[BEGIN]
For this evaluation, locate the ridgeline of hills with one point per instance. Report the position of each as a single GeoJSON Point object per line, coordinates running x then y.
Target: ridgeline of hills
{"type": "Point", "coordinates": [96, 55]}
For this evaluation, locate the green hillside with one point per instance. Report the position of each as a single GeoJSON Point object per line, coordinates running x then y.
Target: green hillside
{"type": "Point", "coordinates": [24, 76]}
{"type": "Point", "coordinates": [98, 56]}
[END]
[BEGIN]
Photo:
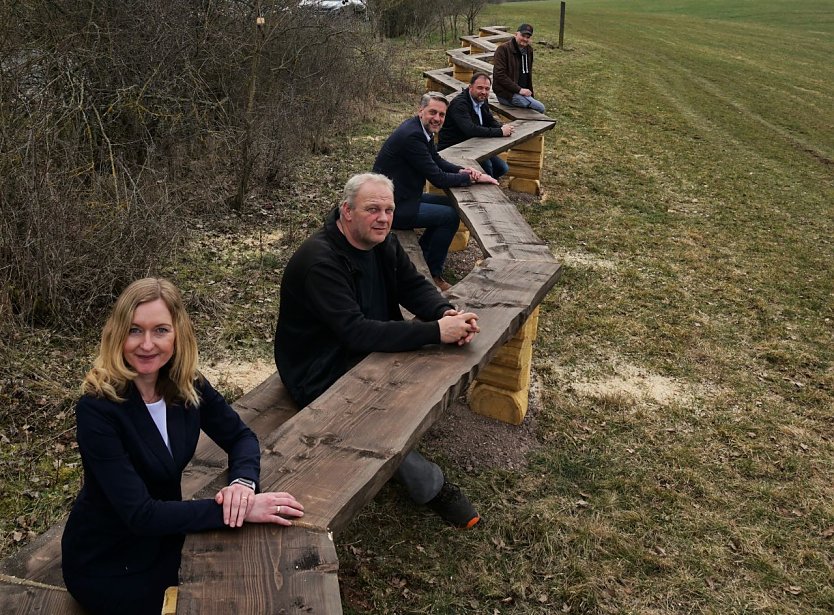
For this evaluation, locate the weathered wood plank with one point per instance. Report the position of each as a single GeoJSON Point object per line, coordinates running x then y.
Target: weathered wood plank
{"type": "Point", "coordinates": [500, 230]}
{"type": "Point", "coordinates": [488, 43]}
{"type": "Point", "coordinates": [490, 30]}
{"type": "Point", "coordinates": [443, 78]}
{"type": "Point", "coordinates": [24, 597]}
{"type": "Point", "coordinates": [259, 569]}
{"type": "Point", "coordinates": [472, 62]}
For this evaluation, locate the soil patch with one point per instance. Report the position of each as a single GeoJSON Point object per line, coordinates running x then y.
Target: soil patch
[END]
[BEGIN]
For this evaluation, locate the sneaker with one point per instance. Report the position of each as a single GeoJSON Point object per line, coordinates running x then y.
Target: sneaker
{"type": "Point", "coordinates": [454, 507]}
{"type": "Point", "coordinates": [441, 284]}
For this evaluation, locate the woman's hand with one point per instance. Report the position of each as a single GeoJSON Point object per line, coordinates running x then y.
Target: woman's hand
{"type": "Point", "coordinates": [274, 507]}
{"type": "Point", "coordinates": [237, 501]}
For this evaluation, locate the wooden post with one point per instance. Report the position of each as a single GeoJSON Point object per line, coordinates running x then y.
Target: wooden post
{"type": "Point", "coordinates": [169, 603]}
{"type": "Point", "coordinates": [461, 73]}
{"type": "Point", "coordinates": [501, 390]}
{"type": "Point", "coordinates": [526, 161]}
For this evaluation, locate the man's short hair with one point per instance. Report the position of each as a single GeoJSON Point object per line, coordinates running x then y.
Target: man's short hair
[END]
Please pick out every line of the entries above that contains the word "plank" and copy each of those lines in full.

For this evaluation, locate the weathered wood plank with one point per instance. Report the position of each as a single GeoJSON Point object per line, coordinates running x then y.
Target: weathered wood plank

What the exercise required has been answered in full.